-- begin --
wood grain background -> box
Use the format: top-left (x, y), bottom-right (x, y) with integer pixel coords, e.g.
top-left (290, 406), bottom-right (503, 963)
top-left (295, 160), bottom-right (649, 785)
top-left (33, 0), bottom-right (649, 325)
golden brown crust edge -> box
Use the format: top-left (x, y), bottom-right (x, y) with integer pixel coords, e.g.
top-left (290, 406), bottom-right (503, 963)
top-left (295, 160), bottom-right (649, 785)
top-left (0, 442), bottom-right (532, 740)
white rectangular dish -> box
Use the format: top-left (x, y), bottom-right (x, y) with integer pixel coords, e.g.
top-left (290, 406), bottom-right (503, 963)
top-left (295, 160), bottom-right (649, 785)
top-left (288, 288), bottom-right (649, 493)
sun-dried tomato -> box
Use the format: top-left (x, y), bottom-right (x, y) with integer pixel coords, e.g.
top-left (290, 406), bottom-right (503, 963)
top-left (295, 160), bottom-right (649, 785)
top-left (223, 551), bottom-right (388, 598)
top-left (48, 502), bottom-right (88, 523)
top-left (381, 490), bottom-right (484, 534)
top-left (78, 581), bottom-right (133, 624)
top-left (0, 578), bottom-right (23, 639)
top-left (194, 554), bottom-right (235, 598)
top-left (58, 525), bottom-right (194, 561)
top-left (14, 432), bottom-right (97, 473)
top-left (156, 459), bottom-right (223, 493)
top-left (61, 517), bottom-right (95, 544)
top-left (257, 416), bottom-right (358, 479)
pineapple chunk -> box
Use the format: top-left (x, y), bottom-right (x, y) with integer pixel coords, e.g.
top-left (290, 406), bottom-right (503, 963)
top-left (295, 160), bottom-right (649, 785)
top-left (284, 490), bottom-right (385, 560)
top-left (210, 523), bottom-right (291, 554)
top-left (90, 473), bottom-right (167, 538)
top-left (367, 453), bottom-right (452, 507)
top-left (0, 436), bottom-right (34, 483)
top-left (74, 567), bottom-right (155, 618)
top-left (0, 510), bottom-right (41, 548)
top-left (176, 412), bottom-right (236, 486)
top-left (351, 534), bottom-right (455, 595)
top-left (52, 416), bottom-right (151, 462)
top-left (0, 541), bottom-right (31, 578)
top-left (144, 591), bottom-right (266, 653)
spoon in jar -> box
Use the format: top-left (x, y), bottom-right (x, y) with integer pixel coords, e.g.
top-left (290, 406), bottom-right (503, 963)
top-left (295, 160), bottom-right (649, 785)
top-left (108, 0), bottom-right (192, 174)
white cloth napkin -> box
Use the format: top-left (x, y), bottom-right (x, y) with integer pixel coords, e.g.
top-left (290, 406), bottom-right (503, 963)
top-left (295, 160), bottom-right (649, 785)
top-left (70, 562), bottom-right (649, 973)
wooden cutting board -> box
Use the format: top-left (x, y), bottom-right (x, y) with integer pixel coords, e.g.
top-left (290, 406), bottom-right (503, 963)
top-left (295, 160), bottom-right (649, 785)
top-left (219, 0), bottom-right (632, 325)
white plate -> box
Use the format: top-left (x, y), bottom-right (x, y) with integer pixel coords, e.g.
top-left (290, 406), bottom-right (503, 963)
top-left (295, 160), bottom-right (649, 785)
-- end --
- TASK TO CARRY OUT -
Convert all of the listing above into a JSON array of strings, with one string per line and no entries for blank lines.

- FINAL RESULT -
[
  "wood grain background -> box",
  "Use the format: top-left (x, y), bottom-right (x, y) with integer pixel coords, e.g.",
  "top-left (290, 406), bottom-right (503, 963)",
  "top-left (295, 160), bottom-right (649, 785)",
  "top-left (33, 0), bottom-right (649, 325)",
  "golden brown crust edge -> box",
  "Use the format: top-left (x, y), bottom-right (x, y) with integer pixel coords, e.g.",
  "top-left (290, 406), bottom-right (503, 963)",
  "top-left (295, 160), bottom-right (649, 785)",
  "top-left (0, 442), bottom-right (532, 740)",
  "white rectangular dish -> box",
  "Use the format: top-left (x, y), bottom-right (x, y) with integer pixel coords, e.g.",
  "top-left (290, 406), bottom-right (503, 963)",
  "top-left (295, 160), bottom-right (649, 785)",
  "top-left (288, 288), bottom-right (649, 493)",
  "sun-dried tomato -> box",
  "Use the format: top-left (x, y), bottom-right (x, y) with integer pixel coords, e.g.",
  "top-left (290, 406), bottom-right (503, 963)",
  "top-left (295, 160), bottom-right (649, 785)",
  "top-left (223, 551), bottom-right (388, 598)",
  "top-left (48, 502), bottom-right (88, 523)",
  "top-left (381, 490), bottom-right (484, 534)",
  "top-left (78, 581), bottom-right (133, 624)",
  "top-left (0, 578), bottom-right (23, 639)",
  "top-left (194, 554), bottom-right (235, 598)",
  "top-left (58, 525), bottom-right (194, 561)",
  "top-left (14, 432), bottom-right (97, 473)",
  "top-left (156, 459), bottom-right (223, 493)",
  "top-left (61, 517), bottom-right (95, 544)",
  "top-left (257, 416), bottom-right (358, 479)",
  "pineapple chunk -> box",
  "Use the format: top-left (x, y), bottom-right (x, y) with integer pixel coords, e.g.",
  "top-left (290, 406), bottom-right (503, 963)",
  "top-left (295, 160), bottom-right (649, 785)",
  "top-left (284, 490), bottom-right (385, 560)",
  "top-left (210, 523), bottom-right (291, 554)",
  "top-left (90, 473), bottom-right (167, 538)",
  "top-left (367, 453), bottom-right (452, 507)",
  "top-left (0, 436), bottom-right (34, 483)",
  "top-left (74, 567), bottom-right (155, 618)",
  "top-left (0, 510), bottom-right (41, 548)",
  "top-left (176, 412), bottom-right (236, 486)",
  "top-left (351, 534), bottom-right (455, 595)",
  "top-left (52, 416), bottom-right (151, 462)",
  "top-left (0, 541), bottom-right (31, 578)",
  "top-left (144, 591), bottom-right (266, 653)",
  "spoon in jar -> box",
  "Use the format: top-left (x, y), bottom-right (x, y) with integer pixel coords, e.g.",
  "top-left (290, 406), bottom-right (503, 963)",
  "top-left (295, 160), bottom-right (649, 785)",
  "top-left (108, 0), bottom-right (192, 174)",
  "white cloth napkin -> box",
  "Use the format: top-left (x, y), bottom-right (x, y) with integer pixel coords, e.g.",
  "top-left (290, 406), bottom-right (503, 963)",
  "top-left (295, 160), bottom-right (649, 785)",
  "top-left (70, 562), bottom-right (649, 973)",
  "wooden cutting board -> box",
  "Use the format: top-left (x, y), bottom-right (x, y) with integer pixel coords, e.g.",
  "top-left (290, 406), bottom-right (503, 963)",
  "top-left (295, 160), bottom-right (649, 785)",
  "top-left (219, 0), bottom-right (632, 325)",
  "white plate -> box",
  "Use the format: top-left (x, y), bottom-right (x, y) with integer pixel coords, e.g.",
  "top-left (290, 406), bottom-right (503, 963)",
  "top-left (295, 160), bottom-right (649, 785)"
]